- Supplied material:

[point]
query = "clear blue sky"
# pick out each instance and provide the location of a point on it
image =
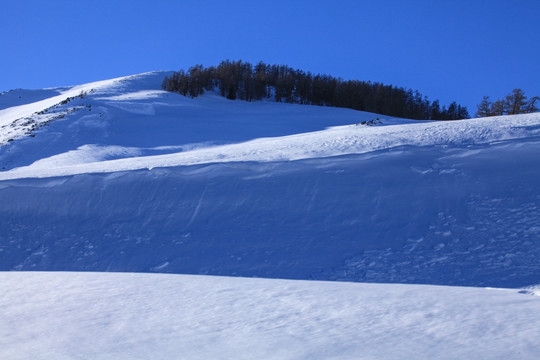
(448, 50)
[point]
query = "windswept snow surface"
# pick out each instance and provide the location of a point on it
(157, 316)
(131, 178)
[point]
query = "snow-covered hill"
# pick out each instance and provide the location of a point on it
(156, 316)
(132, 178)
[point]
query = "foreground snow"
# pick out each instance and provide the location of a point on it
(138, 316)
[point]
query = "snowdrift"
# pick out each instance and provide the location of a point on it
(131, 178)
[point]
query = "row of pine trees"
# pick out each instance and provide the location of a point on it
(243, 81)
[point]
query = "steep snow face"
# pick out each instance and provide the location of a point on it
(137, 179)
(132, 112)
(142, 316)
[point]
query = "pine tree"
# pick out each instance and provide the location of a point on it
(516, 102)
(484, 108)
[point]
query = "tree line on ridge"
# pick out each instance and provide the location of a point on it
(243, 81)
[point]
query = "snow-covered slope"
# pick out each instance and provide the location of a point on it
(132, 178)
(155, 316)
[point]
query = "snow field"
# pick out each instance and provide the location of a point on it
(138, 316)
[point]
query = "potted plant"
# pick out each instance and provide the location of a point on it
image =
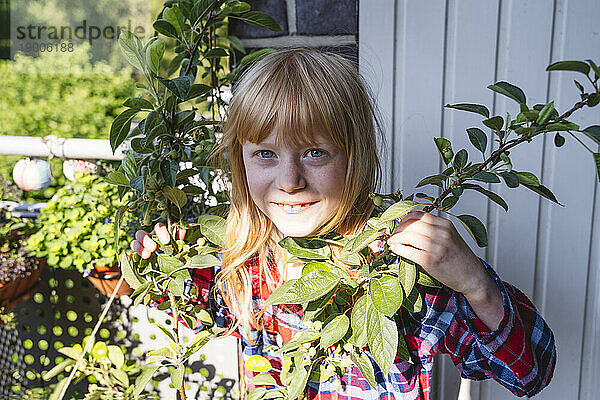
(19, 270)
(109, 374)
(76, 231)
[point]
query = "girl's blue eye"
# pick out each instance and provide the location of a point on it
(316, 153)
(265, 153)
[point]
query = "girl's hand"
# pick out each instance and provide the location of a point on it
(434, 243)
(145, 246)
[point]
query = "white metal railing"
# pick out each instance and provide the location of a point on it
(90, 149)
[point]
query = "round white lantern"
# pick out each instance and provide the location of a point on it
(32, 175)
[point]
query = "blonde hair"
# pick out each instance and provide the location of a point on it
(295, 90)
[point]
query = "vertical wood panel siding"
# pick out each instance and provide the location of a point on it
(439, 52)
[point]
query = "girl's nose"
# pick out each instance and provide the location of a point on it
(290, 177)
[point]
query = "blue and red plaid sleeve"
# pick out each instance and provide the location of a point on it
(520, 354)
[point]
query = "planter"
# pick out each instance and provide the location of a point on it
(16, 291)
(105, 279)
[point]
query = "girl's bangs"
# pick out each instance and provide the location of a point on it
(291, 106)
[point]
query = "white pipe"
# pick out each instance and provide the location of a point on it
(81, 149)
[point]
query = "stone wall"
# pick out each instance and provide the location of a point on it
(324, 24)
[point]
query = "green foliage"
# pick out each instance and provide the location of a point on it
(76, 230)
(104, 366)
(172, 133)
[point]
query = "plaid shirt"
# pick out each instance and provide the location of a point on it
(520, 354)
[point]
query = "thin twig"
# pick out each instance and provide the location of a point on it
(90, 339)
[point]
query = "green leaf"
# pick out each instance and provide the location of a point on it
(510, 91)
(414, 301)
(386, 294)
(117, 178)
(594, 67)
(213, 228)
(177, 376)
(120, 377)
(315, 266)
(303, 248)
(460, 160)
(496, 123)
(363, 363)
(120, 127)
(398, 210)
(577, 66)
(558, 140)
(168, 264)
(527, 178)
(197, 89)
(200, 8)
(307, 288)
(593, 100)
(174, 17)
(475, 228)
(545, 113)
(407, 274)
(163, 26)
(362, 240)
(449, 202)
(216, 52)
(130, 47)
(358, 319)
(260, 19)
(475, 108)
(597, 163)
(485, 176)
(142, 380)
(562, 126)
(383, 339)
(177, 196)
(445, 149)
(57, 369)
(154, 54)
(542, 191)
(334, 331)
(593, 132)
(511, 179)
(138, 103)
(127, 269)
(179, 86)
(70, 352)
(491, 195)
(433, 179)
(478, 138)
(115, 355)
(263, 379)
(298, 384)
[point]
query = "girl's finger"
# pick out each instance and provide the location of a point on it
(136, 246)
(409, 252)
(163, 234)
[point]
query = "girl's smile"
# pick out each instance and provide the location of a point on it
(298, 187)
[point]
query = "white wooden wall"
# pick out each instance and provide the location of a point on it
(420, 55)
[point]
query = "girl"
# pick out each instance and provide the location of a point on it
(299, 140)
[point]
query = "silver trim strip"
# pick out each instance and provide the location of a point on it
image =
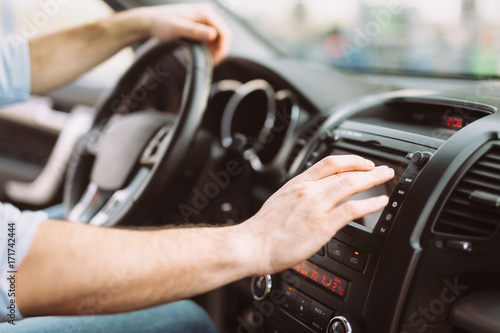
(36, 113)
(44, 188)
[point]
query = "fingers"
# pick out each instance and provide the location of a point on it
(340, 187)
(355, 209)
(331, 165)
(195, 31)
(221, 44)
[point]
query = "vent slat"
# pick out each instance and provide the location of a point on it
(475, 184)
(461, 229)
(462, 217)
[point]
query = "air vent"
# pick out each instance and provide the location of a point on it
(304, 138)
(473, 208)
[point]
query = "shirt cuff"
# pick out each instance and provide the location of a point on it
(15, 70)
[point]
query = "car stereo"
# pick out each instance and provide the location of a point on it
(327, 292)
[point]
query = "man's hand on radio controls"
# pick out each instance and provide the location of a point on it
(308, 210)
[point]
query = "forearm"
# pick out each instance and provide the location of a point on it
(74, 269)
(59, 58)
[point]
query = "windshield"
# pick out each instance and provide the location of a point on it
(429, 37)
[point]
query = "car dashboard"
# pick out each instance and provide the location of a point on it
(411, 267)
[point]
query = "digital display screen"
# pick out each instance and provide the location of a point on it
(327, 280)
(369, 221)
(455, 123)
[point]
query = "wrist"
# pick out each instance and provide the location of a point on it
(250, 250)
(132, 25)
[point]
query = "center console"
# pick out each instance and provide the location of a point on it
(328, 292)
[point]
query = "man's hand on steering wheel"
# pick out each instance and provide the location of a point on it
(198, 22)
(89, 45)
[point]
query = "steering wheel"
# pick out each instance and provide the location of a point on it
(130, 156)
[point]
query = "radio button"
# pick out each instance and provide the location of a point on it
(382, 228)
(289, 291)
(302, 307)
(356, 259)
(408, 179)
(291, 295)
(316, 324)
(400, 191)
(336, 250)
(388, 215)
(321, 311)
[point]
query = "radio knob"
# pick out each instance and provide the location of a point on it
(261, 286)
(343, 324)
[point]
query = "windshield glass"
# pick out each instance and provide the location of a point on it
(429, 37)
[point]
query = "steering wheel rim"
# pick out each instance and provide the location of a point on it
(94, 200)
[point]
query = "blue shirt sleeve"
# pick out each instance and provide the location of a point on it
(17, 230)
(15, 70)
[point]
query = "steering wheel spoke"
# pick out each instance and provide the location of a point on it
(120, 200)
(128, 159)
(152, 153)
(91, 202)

- Stated task:
Without including any picture, repeat the data exactly.

- Result of this task:
[point]
query = "clear blue sky"
# pick out each instance and provide the location of a point on it
image =
(448, 50)
[point]
query = "windswept snow surface"
# pick out each instance and provide the location of a point on it
(157, 316)
(131, 178)
[point]
query = "snow-covered hill"
# pick out each instance and provide the location of a point on it
(156, 316)
(132, 178)
[point]
query = "foreground snow"
# pick out each instance and provide the location of a point on it
(138, 316)
[point]
query = "snowdrift"
# pick out each instance and provide the location of a point on it
(131, 178)
[point]
query = "row of pine trees"
# pick out each instance and provide the location of a point on it
(243, 81)
[point]
query = "steep snow face"
# pick out each instance and provide the location of a point on it
(137, 179)
(132, 112)
(142, 316)
[point]
query = "pine tree"
# pick out each instance and provide the location of a point on it
(516, 102)
(484, 108)
[point]
query = "tree line on ridge"
# pick out each instance and provide the location of a point on it
(243, 81)
[point]
query = "snow-covered slope"
# pick out each instance and provide the location of a point on it
(132, 178)
(155, 316)
[point]
query = "snow field"
# pick out each instance and provide the location of a point on it
(138, 316)
[point]
query = "potted plant"
# pick out each instance and provide the location of a point on it
image =
(19, 270)
(109, 374)
(76, 231)
[point]
query = "girl's blue eye"
# pick out each instance and provide the location of a point on it
(316, 153)
(265, 153)
[point]
query = "girl's hand"
# pick out each instance and provide the location of a point on it
(434, 243)
(145, 246)
[point]
query = "white metal railing"
# pick out each instance and provide the location of a point on it
(90, 149)
[point]
query = "round white lantern"
# pick out each instance and provide the location of a point on it
(32, 175)
[point]
query = "blonde hair"
# pick out each instance and provide the location of a point on it
(295, 90)
[point]
query = "vertical wood panel siding"
# pick out each instance and provide the location of a point on it
(439, 52)
[point]
query = "girl's nose"
# pick out each instance and provide the location of a point on it
(290, 177)
[point]
query = "blue and red plaid sleeve"
# pick out each instance and provide the location of a point on it
(520, 354)
[point]
query = "planter"
# pick out each instance and provide the location of a point on it
(16, 291)
(105, 279)
[point]
query = "girl's bangs"
# pick out each instance and provide the location of a point on it
(291, 106)
[point]
query = "white pipe"
# pick out each instance and provide the location of a point on it
(81, 149)
[point]
query = "stone wall"
# pick out each instance and provide the location of a point on it
(324, 24)
[point]
query = "green foliage"
# pick out each instance and provide the location of a point on it
(76, 230)
(104, 366)
(172, 133)
[point]
query = "plaid shirt"
# pick out each instance and provide the location of a point on it
(520, 354)
[point]
query = "thin twig"
# pick out each instance and provide the location of a point on it
(90, 339)
[point]
query = "green leaf"
# pick out each instance and provide the location of a point on it
(510, 91)
(414, 301)
(386, 294)
(117, 178)
(594, 67)
(213, 228)
(177, 376)
(120, 377)
(315, 266)
(303, 248)
(460, 160)
(496, 123)
(363, 363)
(120, 127)
(398, 210)
(577, 66)
(558, 140)
(168, 264)
(527, 178)
(197, 89)
(200, 8)
(307, 288)
(593, 100)
(174, 17)
(475, 228)
(545, 113)
(407, 274)
(163, 26)
(362, 240)
(449, 202)
(216, 52)
(130, 47)
(358, 319)
(260, 19)
(475, 108)
(597, 163)
(485, 176)
(142, 380)
(562, 126)
(383, 339)
(177, 196)
(445, 149)
(57, 369)
(154, 54)
(542, 191)
(334, 331)
(593, 132)
(511, 179)
(138, 103)
(127, 269)
(179, 86)
(70, 352)
(491, 195)
(433, 179)
(478, 138)
(115, 355)
(263, 379)
(298, 384)
[point]
query = "girl's finger"
# pick out each instance and provide the location of a point on it
(136, 246)
(409, 252)
(163, 234)
[point]
query = "girl's smile"
# pick out each instance and provide the location of a point on it
(298, 187)
[point]
query = "white wooden wall"
# pick out each instance and provide the location of a point on it
(420, 55)
[point]
query = "girl"
# pick out each instance and provide the location of a point on it
(299, 140)
[point]
query = "silver trim strip"
# pick out each instance and provide the location of a point on it
image =
(36, 113)
(44, 188)
[point]
query = "fingers"
# pick out each instance and provide the location of a point on it
(340, 187)
(355, 209)
(331, 165)
(195, 31)
(221, 44)
[point]
query = "vent slat"
# pick out each instance and provide the location of a point on it
(475, 184)
(461, 229)
(462, 217)
[point]
query = "air vent"
# pick out each instance and provide the location of a point on it
(304, 138)
(473, 208)
[point]
query = "shirt cuff"
# pick out each instance and provide the location of a point on it
(15, 70)
[point]
query = "car stereo"
# pick out each instance and provide the location of a point on it
(327, 292)
[point]
query = "man's hand on radio controls"
# pick out each instance and provide the location of a point on it
(308, 210)
[point]
query = "forearm"
# pick out each instance and provide the location of a point on it
(74, 269)
(59, 58)
[point]
query = "windshield"
# pick out each instance and provide the location of a point on it
(429, 37)
[point]
query = "car dashboard"
# pick out each instance and provide the location of a point on it
(411, 267)
[point]
query = "digital display screen"
# pick out each instance and provide the location of a point on it
(327, 280)
(369, 221)
(455, 123)
[point]
query = "wrist"
# pick out each instance and provide the location of a point on it
(250, 250)
(132, 25)
[point]
query = "center console"
# pick out each instance and provide the location of a point on it
(328, 292)
[point]
query = "man's hand on steering wheel"
# pick out each instance and provide the location of a point on it
(198, 22)
(89, 45)
[point]
query = "steering wheel"
# pick out each instance and provide the location of a point on it
(130, 156)
[point]
query = "radio button"
# pick out each instance and provide the location of a point on it
(382, 228)
(289, 291)
(302, 307)
(356, 259)
(408, 179)
(291, 295)
(316, 324)
(400, 191)
(336, 250)
(388, 215)
(321, 311)
[point]
query = "radio knob"
# pick out each instance and provide the location of a point on it
(261, 286)
(343, 324)
[point]
query = "windshield glass"
# pick out each instance and provide the location of a point on it
(429, 37)
[point]
query = "steering wheel rim"
# pick out each instance and provide the location of a point on it
(94, 200)
[point]
query = "blue shirt sleeve"
# pick out each instance and provide the location of a point on it
(17, 230)
(15, 70)
[point]
query = "steering wheel spoke"
# pick out each instance and provide the location of a point on it
(120, 200)
(128, 159)
(152, 153)
(91, 202)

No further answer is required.